**GIVEN EXERCISE**:
Copy the passage on reliability growth planning below verbatim, from "Also, as noted" to "reliability before testing.", inclusive.

**SELECTED PASSAGE**:
- - - - -

This article presents a brief conceptual overview of a reliability growth test planning/management strategy and data analysis methodology that provide information that can be instrumental to various management decisions for product design/development. Dr. Larry H. Crow, a leading practitioner in the field of Reliability Growth Analysis for over 30 years, developed the approach described in this article and has cooperated with design/development teams in both the military and the private sector to implement, validate and refine the relevant techniques. This article has been written with cooperation from Dr. Crow based on his lectures on the subject and published standards for reliability growth analysis.

Also, as noted in previous articles by Dr. Crow, a comprehensive reliability growth program actually begins in early design and identified potential problem failure modes are mitigated before formal testing. This potential failure mode mitigation in design is highly productive when managed with Failure Mode and Effects Analysis (FMEA), System Reliability Block Diagram (RBD) Analysis and/or Fault Tree Analysis (FTA). The objective of these analyses is to increase the reliability before testing.

- - - - -

**INFORMATION SUPPLIED**:
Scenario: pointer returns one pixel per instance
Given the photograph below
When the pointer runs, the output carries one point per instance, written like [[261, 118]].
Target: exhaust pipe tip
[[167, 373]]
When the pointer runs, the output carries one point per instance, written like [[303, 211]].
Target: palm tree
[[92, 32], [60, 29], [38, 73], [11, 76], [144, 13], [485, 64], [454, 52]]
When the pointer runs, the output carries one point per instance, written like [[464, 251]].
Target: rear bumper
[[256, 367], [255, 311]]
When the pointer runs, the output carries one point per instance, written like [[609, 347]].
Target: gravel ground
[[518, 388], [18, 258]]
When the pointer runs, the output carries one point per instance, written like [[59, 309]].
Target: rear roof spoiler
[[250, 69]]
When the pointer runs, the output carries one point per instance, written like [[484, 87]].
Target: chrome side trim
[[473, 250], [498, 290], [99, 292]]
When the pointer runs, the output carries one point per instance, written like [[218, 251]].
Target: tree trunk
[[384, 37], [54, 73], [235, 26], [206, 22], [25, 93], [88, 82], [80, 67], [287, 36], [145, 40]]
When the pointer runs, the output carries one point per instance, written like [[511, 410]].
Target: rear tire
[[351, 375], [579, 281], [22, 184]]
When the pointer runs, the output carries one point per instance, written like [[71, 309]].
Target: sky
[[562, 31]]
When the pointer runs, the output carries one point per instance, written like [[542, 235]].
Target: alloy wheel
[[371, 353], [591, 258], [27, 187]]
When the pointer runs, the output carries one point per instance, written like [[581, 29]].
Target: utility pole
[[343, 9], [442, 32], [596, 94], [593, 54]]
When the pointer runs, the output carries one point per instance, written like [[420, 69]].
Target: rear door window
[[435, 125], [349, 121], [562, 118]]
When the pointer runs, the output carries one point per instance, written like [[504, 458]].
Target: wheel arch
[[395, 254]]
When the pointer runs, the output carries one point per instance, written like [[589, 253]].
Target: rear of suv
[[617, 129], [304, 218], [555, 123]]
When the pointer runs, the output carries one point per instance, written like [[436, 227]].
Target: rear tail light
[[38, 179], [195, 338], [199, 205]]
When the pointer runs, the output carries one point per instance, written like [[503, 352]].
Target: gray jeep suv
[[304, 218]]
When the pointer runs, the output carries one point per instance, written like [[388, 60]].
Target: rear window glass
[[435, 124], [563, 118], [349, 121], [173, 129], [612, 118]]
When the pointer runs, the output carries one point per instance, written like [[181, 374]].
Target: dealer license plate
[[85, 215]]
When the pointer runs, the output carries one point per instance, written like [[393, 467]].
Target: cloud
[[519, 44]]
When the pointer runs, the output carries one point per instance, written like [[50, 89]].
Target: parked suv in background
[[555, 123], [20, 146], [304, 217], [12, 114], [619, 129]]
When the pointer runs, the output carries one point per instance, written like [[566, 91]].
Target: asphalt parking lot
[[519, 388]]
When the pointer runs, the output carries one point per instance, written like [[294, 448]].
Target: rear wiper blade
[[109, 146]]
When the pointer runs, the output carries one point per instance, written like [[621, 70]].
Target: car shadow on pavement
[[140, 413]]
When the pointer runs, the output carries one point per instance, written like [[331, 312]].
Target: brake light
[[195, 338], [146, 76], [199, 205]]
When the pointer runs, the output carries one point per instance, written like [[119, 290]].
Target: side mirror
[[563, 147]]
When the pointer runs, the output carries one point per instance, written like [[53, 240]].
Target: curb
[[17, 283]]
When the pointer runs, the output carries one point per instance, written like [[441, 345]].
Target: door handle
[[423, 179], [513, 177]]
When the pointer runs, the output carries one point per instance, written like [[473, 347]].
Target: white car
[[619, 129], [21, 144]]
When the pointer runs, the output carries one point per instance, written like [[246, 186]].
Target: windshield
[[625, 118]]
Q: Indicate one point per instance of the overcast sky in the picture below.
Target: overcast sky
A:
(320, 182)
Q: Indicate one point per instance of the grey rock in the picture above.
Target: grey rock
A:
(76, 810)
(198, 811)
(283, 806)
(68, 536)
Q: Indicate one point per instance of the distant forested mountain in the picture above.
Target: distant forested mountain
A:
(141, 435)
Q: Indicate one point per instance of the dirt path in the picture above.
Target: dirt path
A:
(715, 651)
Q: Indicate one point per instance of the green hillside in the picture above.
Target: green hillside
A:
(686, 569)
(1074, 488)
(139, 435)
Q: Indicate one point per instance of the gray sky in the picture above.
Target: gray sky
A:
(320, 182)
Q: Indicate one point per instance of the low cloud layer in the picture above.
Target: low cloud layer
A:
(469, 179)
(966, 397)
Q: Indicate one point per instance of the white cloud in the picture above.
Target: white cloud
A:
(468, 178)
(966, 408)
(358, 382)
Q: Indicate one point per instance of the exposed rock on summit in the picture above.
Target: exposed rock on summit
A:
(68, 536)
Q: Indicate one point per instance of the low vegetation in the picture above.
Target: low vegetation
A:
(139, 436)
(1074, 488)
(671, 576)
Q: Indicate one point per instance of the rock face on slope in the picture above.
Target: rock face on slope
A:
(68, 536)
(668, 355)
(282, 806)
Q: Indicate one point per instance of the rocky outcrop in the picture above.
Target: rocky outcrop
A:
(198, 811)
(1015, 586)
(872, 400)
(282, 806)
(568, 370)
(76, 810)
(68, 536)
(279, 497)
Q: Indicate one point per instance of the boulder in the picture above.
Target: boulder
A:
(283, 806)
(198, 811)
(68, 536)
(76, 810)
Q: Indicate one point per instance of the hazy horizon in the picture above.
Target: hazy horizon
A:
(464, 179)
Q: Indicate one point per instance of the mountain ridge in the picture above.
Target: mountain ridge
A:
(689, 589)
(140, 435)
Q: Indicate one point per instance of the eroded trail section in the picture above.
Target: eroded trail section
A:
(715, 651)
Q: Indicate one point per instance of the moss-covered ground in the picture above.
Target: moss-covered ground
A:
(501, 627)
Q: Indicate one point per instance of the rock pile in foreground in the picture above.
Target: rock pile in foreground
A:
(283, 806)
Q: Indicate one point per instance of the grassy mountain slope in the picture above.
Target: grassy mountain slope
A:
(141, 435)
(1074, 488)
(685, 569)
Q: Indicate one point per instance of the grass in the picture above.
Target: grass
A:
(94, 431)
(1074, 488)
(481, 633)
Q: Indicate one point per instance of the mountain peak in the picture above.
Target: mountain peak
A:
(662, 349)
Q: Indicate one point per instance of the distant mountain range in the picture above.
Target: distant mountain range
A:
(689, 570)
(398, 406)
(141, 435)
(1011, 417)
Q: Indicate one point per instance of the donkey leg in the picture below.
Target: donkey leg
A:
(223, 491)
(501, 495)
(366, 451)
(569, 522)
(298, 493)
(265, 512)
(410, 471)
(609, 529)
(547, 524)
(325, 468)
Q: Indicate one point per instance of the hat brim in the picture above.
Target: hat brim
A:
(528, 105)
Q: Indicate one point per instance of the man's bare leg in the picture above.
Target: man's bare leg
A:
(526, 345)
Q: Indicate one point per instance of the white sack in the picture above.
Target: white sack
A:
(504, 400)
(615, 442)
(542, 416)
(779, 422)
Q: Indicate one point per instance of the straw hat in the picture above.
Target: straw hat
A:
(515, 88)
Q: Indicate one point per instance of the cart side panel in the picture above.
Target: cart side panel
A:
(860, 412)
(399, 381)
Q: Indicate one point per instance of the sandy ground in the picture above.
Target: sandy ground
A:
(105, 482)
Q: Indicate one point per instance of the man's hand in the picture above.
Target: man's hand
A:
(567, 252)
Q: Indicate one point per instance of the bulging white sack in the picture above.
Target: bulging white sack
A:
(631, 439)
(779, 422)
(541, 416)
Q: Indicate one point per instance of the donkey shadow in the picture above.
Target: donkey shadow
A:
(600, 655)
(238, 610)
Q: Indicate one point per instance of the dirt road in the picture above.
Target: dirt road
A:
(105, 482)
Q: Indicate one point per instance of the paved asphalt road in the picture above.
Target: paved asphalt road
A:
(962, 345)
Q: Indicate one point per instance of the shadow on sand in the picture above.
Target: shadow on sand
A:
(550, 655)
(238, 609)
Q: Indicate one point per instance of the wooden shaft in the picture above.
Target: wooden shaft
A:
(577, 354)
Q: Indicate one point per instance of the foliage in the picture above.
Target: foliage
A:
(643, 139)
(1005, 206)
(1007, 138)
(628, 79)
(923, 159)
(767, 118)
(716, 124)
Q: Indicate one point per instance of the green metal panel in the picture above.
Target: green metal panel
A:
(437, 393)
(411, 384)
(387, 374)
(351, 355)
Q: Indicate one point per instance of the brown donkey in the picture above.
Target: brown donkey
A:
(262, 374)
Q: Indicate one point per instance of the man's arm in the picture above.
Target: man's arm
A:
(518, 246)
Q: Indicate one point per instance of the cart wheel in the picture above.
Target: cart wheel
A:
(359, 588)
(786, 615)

- - - - -

**OUTPUT OF THE EXERCISE**:
Also, as noted in previous articles by Dr. Crow, a comprehensive reliability growth program actually begins in early design and identified potential problem failure modes are mitigated before formal testing. This potential failure mode mitigation in design is highly productive when managed with Failure Mode and Effects Analysis (FMEA), System Reliability Block Diagram (RBD) Analysis and/or Fault Tree Analysis (FTA). The objective of these analyses is to increase the reliability before testing.